> Document extract:
>>>>>
Kinematically-driven 2d oceanic subduction

Kinematically-driven 2d oceanic subduction#

This section was contributed by Anne Glerum.

This subduction example is based on the benchmark effort of Quinquis et al., of which initial results were published in Quinquis [2014]. In four increasingly complex setups we will go from isoviscous materials without any temperature effects to a fully thermo-mechanical, nonlinear, strain-weakened visco-plastic, externally-driven model of oceanic subduction. The setup of the most complex case is outlined in Fig. 123. The models are run for 15 My and slab tip depth, trench location, RMS velocity and temperature, and viscous dissipation are monitored. In addition, we discuss the effects of the element size of the subduction interface and crustal layers, viscosity averaging and the solver tolerance.


Fig. 123 Case 4 model setup. Copied from Quinquis [2014].#

Case 1: Simple geometry and rheology#

The Case 1 model setup considers three materials (compositional fields) apart from the background sublithospheric mantle (see Fig. 124):

  1. the lithosphere of the overriding plate (combining the BOC, SHB and thermal layer of the overriding plate in Fig. 123),

  2. the crust of the subducting plate (weak seed and BOC combined), and

  3. the mantle lithosphere of the subducting plate (SHB and thermal layer combined).

The geometry of these compositions is implemented as follows:

# We fix composition on the right boundary,
# because we have inflow there.
<<<<<
[Stored data entries]
>>>>>
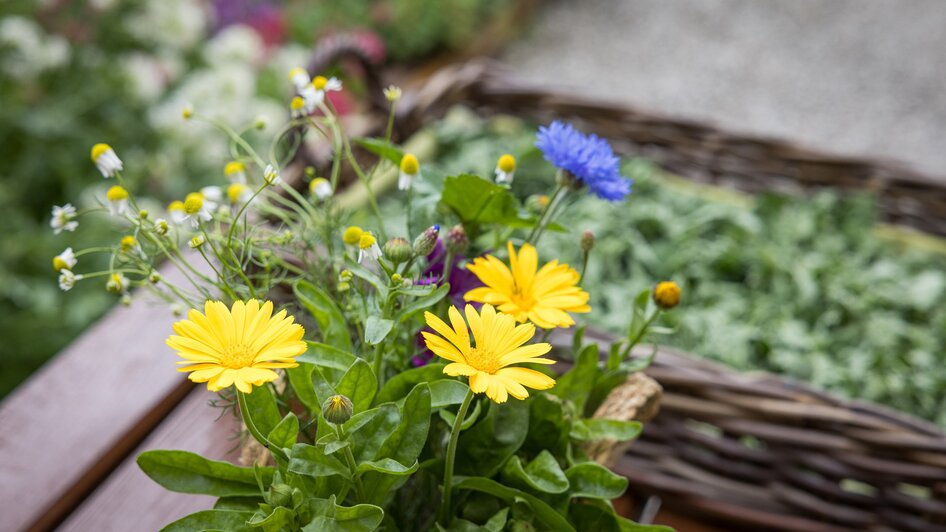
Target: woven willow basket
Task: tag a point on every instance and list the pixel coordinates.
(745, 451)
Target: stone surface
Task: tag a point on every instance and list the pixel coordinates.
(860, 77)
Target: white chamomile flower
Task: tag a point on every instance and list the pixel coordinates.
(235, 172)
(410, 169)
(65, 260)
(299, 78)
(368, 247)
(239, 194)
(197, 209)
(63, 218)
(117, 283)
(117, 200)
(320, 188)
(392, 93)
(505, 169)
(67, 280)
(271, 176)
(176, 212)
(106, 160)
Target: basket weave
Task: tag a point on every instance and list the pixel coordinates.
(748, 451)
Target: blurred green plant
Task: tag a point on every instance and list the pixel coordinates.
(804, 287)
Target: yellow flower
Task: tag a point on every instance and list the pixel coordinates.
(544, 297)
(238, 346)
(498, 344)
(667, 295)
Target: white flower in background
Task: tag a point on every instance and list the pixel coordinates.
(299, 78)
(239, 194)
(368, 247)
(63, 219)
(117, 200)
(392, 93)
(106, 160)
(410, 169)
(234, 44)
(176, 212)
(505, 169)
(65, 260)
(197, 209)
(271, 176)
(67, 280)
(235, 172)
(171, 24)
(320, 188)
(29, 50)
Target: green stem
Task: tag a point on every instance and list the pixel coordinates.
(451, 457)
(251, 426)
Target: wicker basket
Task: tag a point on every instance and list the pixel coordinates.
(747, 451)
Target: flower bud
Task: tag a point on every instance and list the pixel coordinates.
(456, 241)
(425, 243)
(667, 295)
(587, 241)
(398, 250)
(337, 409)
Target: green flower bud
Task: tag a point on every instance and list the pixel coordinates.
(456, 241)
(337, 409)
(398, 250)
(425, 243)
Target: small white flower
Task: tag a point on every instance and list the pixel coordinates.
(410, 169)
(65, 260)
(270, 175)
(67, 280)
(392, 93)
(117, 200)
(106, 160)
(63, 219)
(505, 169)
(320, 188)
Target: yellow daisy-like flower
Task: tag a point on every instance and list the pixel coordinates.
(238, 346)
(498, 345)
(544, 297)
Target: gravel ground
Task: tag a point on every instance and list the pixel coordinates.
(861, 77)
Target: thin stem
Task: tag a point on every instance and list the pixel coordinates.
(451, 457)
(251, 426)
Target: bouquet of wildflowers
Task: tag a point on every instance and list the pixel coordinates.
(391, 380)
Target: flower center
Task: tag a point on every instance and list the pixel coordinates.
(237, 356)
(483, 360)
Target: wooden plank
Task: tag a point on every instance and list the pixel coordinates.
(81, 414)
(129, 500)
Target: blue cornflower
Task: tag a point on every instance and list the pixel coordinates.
<<<<<
>>>>>
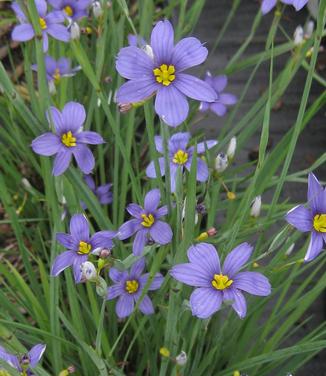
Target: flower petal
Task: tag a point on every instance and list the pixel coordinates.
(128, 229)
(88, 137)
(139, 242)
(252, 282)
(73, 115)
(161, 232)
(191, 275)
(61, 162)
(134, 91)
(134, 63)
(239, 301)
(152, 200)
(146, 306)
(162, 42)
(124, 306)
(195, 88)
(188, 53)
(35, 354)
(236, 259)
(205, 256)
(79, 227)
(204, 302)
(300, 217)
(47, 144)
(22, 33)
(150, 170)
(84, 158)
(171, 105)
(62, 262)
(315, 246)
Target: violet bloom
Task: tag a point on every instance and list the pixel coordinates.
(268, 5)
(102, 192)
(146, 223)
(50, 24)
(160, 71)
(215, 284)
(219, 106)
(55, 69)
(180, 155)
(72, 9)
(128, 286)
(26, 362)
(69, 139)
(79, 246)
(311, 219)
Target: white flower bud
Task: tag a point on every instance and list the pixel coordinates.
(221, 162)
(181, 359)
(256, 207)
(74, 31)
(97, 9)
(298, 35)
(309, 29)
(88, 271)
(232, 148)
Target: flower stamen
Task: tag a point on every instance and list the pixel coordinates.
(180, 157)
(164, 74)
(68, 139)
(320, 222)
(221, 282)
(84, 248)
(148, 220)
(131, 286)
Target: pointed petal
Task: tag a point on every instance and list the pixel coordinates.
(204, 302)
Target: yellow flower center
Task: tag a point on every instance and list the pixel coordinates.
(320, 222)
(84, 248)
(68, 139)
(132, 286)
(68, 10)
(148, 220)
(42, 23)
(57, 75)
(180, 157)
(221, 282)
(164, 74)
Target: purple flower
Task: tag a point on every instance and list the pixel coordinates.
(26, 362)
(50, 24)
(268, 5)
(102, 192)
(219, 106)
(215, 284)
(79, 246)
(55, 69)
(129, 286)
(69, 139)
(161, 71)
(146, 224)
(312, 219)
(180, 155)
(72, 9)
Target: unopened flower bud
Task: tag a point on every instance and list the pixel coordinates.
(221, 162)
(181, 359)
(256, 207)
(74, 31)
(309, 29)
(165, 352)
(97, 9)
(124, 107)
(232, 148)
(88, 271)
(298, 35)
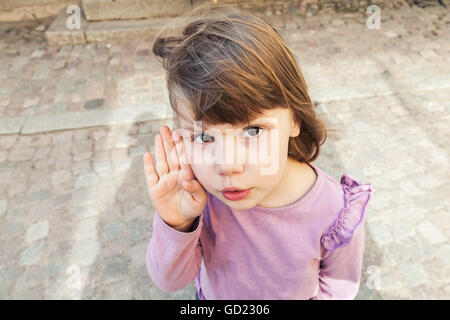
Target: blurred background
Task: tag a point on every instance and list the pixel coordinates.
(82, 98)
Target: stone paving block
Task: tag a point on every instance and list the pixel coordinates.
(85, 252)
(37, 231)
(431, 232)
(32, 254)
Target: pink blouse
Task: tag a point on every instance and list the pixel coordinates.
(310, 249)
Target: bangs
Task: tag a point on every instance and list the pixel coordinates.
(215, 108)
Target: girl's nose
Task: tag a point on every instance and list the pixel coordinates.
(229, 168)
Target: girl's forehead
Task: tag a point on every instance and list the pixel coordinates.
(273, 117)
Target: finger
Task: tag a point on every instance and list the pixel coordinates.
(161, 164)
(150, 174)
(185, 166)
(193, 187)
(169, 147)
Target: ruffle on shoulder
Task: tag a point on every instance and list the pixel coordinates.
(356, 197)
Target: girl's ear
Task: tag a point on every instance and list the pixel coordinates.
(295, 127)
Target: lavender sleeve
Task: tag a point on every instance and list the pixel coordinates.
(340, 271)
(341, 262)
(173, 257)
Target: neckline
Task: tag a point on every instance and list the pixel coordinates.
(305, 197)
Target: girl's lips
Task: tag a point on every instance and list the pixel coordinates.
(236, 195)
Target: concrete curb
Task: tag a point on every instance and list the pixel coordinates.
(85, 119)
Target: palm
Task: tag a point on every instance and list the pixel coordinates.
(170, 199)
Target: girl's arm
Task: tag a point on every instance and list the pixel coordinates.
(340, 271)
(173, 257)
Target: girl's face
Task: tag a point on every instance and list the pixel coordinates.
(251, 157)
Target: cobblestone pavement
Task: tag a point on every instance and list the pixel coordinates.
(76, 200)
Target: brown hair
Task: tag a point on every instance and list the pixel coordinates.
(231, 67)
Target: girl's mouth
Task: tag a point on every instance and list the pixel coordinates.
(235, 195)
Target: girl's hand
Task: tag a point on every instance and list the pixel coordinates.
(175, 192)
<<<<<
> Exercise tasks:
a – In one to three sentences, explain why the subduction document fixes composition on the right boundary.
b – Quote the subduction document verbatim, everything from "This section was" down to "the solver tolerance.".
Rely only on the subduction document, not on the data.

> Expected responses:
a – Composition is fixed on the right boundary because there is inflow there.

b –
This section was contributed by Anne Glerum.

This subduction example is based on the benchmark effort of Quinquis et al., of which initial results were published in Quinquis [2014]. In four increasingly complex setups we will go from isoviscous materials without any temperature effects to a fully thermo-mechanical, nonlinear, strain-weakened visco-plastic, externally-driven model of oceanic subduction. The setup of the most complex case is outlined in Fig. 123. The models are run for 15 My and slab tip depth, trench location, RMS velocity and temperature, and viscous dissipation are monitored. In addition, we discuss the effects of the element size of the subduction interface and crustal layers, viscosity averaging and the solver tolerance.